*Brief*:
All of the entries need to be written out again, exactly as they are.

*Information given*:
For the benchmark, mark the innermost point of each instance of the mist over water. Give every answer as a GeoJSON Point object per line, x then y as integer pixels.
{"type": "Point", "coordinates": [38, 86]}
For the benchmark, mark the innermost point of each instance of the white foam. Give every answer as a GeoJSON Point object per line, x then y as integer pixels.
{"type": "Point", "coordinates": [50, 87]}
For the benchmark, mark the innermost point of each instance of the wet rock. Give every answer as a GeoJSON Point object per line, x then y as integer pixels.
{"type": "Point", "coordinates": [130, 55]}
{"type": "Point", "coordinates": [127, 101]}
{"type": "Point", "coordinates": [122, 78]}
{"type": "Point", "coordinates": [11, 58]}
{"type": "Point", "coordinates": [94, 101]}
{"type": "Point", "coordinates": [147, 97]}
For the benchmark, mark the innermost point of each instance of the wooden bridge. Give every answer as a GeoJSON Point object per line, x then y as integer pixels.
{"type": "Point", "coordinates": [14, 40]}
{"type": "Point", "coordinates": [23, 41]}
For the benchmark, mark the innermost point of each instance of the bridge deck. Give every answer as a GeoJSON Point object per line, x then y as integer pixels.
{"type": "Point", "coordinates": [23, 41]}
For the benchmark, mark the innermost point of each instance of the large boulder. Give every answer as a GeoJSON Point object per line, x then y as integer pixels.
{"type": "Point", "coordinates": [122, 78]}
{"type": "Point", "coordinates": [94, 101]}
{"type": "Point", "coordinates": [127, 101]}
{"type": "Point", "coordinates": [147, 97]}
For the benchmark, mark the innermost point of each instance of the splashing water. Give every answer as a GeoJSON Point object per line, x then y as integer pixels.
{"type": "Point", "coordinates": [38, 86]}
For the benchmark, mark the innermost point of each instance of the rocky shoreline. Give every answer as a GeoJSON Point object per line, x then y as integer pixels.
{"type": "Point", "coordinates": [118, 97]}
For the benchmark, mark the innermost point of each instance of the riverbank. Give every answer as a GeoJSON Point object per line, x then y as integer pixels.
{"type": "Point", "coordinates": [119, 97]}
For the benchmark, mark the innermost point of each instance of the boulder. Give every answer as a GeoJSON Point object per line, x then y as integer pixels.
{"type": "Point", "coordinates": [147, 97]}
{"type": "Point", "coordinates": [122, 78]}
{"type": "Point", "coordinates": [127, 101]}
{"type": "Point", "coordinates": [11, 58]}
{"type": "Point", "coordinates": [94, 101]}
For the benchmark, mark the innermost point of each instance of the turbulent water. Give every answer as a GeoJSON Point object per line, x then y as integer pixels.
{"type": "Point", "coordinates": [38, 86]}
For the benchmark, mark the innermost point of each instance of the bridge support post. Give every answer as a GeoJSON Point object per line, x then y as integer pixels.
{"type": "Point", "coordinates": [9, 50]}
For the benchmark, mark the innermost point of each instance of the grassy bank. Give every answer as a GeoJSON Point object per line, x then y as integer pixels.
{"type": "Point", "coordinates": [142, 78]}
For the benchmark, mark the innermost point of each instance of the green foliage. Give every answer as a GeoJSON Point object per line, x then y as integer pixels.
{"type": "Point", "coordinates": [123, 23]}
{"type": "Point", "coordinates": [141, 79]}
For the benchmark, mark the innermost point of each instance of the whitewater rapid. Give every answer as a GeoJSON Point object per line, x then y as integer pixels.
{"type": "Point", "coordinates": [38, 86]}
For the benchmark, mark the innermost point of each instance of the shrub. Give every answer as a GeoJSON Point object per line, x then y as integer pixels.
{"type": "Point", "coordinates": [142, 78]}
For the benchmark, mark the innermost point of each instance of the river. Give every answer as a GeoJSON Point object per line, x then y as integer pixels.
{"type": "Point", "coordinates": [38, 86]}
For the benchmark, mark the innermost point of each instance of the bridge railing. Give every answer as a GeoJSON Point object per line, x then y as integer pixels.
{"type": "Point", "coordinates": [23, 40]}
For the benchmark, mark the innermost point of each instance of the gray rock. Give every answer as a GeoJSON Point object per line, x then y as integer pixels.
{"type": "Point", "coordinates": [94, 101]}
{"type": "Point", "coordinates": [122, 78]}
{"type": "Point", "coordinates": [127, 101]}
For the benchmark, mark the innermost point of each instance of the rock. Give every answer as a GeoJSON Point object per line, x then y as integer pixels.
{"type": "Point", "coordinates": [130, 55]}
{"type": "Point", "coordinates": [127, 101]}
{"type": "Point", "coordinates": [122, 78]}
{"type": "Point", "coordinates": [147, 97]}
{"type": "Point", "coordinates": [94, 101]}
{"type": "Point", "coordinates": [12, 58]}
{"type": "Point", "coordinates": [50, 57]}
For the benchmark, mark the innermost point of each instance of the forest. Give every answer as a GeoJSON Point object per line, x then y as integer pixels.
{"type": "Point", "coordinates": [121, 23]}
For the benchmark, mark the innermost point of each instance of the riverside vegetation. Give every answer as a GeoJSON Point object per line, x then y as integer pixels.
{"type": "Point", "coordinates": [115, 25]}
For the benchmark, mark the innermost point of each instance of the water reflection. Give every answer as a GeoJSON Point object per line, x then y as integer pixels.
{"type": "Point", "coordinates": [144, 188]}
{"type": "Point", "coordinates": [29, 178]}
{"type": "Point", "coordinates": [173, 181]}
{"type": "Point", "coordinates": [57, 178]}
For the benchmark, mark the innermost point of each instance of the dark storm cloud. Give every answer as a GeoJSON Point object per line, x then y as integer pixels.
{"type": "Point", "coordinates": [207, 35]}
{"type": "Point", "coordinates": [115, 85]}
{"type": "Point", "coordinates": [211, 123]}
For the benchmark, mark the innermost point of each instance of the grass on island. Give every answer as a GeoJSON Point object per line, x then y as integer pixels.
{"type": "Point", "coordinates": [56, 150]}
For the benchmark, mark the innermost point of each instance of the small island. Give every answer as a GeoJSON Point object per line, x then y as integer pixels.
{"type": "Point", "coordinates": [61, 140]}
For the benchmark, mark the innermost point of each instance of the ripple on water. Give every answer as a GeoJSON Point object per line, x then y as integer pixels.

*Result of the exercise*:
For the benchmark, mark the innermost point of each instance of the mist over water. Give every answer as a GeoJSON Point object per line, x then y as integer pixels.
{"type": "Point", "coordinates": [38, 86]}
For the benchmark, mark the innermost point of each instance of the white foam. Give every answer as a GeoJSON Point object per line, x then y as integer pixels.
{"type": "Point", "coordinates": [50, 87]}
For the benchmark, mark the innermost point of each instance of the wet rock. Give every answer as a GeoJSON Point object per line, x then y as integer pixels.
{"type": "Point", "coordinates": [130, 55]}
{"type": "Point", "coordinates": [127, 101]}
{"type": "Point", "coordinates": [122, 78]}
{"type": "Point", "coordinates": [11, 58]}
{"type": "Point", "coordinates": [94, 101]}
{"type": "Point", "coordinates": [147, 97]}
For the benchmark, mark the innermost point of each instance of the wooden bridge. Give every answer as a GeoJSON Point object per line, x then y as integer pixels.
{"type": "Point", "coordinates": [14, 40]}
{"type": "Point", "coordinates": [23, 41]}
For the benchmark, mark the innermost point of each instance of the bridge deck. Give every answer as a GeoJSON Point object per line, x then y as integer pixels.
{"type": "Point", "coordinates": [23, 41]}
For the benchmark, mark the innermost point of each instance of the large boulder. Give every answer as a GeoJSON Point object per line, x then y as integer pixels.
{"type": "Point", "coordinates": [122, 78]}
{"type": "Point", "coordinates": [94, 101]}
{"type": "Point", "coordinates": [127, 101]}
{"type": "Point", "coordinates": [147, 97]}
For the benchmark, mark the innermost point of each instance of the splashing water. Give every answer as a GeoJSON Point object per line, x then y as integer pixels.
{"type": "Point", "coordinates": [38, 86]}
For the benchmark, mark the innermost point of each instance of the rocky shoreline. Give every answer as a GeoJSON Point object per line, x then y as integer pixels.
{"type": "Point", "coordinates": [118, 97]}
For the benchmark, mark the innermost point of each instance of the riverbank. Give every answer as a GeoJSON Point object per line, x then y as integer pixels.
{"type": "Point", "coordinates": [119, 97]}
For the benchmark, mark the innermost point of each instance of the boulder. Give every answer as a GeoJSON Point object per line, x then y as integer pixels.
{"type": "Point", "coordinates": [147, 97]}
{"type": "Point", "coordinates": [122, 78]}
{"type": "Point", "coordinates": [127, 101]}
{"type": "Point", "coordinates": [11, 58]}
{"type": "Point", "coordinates": [94, 101]}
For the benchmark, mark the innermost point of each instance of the turbulent water. Give every answer as a GeoJSON Point object per line, x then y as integer pixels.
{"type": "Point", "coordinates": [38, 86]}
For the benchmark, mark the innermost point of each instance of the bridge support post. Give every answer as a GeoJSON Point object per line, x then y as integer pixels.
{"type": "Point", "coordinates": [9, 50]}
For the benchmark, mark the innermost point of each instance of the grassy bank. Give every answer as a GeoJSON Point object per line, x then y as integer pixels.
{"type": "Point", "coordinates": [142, 78]}
For the benchmark, mark the innermost point of each instance of the green foliage. Give every answer as a GeoJSON Point object per line, x then y as integer pixels.
{"type": "Point", "coordinates": [123, 23]}
{"type": "Point", "coordinates": [141, 79]}
For the benchmark, mark the innermost point of each instance of the whitewater rapid. Give every answer as a GeoJSON Point object per line, x then y as integer pixels.
{"type": "Point", "coordinates": [38, 86]}
For the benchmark, mark the innermost point of each instance of the shrub. Give every answer as a GeoJSON Point object per line, x then y as integer pixels.
{"type": "Point", "coordinates": [142, 78]}
For the benchmark, mark the innermost point of each instance of the river. Give every answer as a GeoJSON Point object per line, x then y as integer pixels.
{"type": "Point", "coordinates": [38, 86]}
For the benchmark, mark the innermost point of each instance of the bridge railing. Give every answer as a GeoJSON Point object per line, x then y as integer pixels.
{"type": "Point", "coordinates": [23, 40]}
For the benchmark, mark the innermost point of each instance of the gray rock. Give every answer as a GeoJSON Point object per line, x then y as integer pixels.
{"type": "Point", "coordinates": [94, 101]}
{"type": "Point", "coordinates": [122, 78]}
{"type": "Point", "coordinates": [127, 101]}
For the benchmark, mark the innermost point of each instance of the rock. Give every answer as a GeoJSON Point object per line, x then y as integer pixels.
{"type": "Point", "coordinates": [130, 55]}
{"type": "Point", "coordinates": [127, 101]}
{"type": "Point", "coordinates": [122, 78]}
{"type": "Point", "coordinates": [147, 97]}
{"type": "Point", "coordinates": [94, 101]}
{"type": "Point", "coordinates": [12, 58]}
{"type": "Point", "coordinates": [50, 57]}
For the benchmark, mark the innermost point of each instance of the forest. Give every answer as a GeoJSON Point object per line, x then y as integer pixels.
{"type": "Point", "coordinates": [121, 23]}
For the benchmark, mark the innermost point of each instance of the riverside vegetation. Give every answer as a GeoJSON Point object per line, x then y as integer pixels.
{"type": "Point", "coordinates": [115, 25]}
For the benchmark, mark the innermost point of each instance of the water reflection. Give every answer as a GeoJSON Point object per line, x then y as integer pixels.
{"type": "Point", "coordinates": [144, 188]}
{"type": "Point", "coordinates": [29, 178]}
{"type": "Point", "coordinates": [173, 181]}
{"type": "Point", "coordinates": [57, 178]}
For the benchmark, mark the innermost point of each instance of the dark storm cloud. Give every answer as a GeoJSON Point object per line, x then y as integer pixels.
{"type": "Point", "coordinates": [207, 35]}
{"type": "Point", "coordinates": [115, 85]}
{"type": "Point", "coordinates": [211, 123]}
For the benchmark, mark the innermost point of each instance of the grass on island. Give every answer as a GeoJSON Point object per line, x then y as integer pixels.
{"type": "Point", "coordinates": [56, 150]}
For the benchmark, mark the innermost point of each instance of the small island. Give every answer as a GeoJSON Point object per line, x then y as integer pixels.
{"type": "Point", "coordinates": [61, 140]}
For the benchmark, mark the innermost point of each instance of the ripple on water. Give every answer as a GeoJSON Point object per line, x then y as integer pixels.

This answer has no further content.